§ **Task material**:
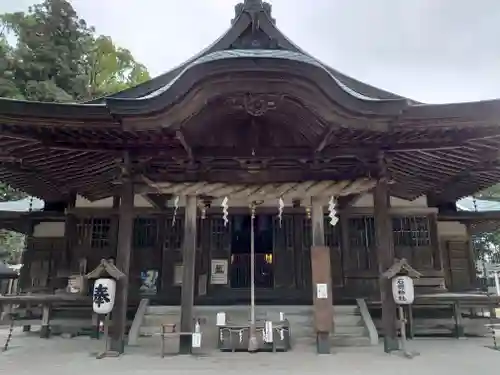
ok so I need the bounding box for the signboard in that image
[210,259,228,285]
[264,321,273,343]
[316,283,328,299]
[192,332,202,348]
[216,312,226,326]
[68,275,85,294]
[392,275,415,305]
[139,269,158,294]
[174,264,183,285]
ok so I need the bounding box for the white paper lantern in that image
[92,278,116,314]
[392,275,414,305]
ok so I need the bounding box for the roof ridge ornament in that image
[232,0,276,27]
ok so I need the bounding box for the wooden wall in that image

§ **Problem requirements**:
Leave out the pictures and return the listing exactly.

§ **Solution for this exercise**:
ok so I need the bounding box for the signboard in that image
[210,259,228,285]
[264,321,273,343]
[316,283,328,299]
[192,332,202,348]
[216,312,226,326]
[68,275,85,294]
[392,275,415,305]
[139,269,158,294]
[174,264,183,285]
ok so I need the bounding box for the white paper lantern in that image
[92,278,116,314]
[392,275,414,305]
ok so I need the bounding box for the roof ridge ornament in that image
[232,0,276,27]
ok so I need the bounding box for the wooden wall in that image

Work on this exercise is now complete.